Goal
Report each line below that contains the string "cliff", reproducing every such line verbatim.

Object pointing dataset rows
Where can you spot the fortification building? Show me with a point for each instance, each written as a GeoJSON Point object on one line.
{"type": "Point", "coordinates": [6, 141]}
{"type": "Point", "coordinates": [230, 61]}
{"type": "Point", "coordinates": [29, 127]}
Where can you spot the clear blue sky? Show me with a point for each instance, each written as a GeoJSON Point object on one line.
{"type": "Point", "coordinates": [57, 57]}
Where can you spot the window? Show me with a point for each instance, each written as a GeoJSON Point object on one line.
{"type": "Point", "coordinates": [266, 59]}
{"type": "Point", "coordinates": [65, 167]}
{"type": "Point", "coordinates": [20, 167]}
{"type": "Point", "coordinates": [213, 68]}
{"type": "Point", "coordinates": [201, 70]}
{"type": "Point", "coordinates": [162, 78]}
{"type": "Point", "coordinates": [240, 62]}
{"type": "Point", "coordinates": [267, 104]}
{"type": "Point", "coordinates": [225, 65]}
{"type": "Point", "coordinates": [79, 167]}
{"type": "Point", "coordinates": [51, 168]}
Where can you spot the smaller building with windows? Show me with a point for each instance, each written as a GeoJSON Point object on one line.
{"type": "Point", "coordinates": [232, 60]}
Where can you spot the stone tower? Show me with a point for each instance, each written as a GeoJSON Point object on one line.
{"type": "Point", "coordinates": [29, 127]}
---
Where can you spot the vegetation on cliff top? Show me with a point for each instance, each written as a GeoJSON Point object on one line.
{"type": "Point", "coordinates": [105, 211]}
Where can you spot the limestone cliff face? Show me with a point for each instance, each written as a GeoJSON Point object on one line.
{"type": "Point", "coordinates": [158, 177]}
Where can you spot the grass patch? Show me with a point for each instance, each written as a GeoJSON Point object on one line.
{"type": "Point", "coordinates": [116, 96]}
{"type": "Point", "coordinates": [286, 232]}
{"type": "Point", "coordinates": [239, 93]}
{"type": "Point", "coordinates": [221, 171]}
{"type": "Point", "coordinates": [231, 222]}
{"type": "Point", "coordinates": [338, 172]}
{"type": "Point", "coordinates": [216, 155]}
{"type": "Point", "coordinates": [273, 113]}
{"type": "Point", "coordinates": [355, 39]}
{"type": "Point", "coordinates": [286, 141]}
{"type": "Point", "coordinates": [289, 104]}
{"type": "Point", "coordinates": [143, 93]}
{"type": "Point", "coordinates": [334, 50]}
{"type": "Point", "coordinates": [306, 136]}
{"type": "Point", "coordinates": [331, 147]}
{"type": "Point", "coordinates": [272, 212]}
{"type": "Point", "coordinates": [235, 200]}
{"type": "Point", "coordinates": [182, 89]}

Task answer
Where can you spot the vegetation on cliff top? Show me with a point for each instance, each written as a GeoJSON Point object on one line.
Where can you spot the limestone cliff face? Show me with a point for each instance, each written as a GeoJSON Point object on one line.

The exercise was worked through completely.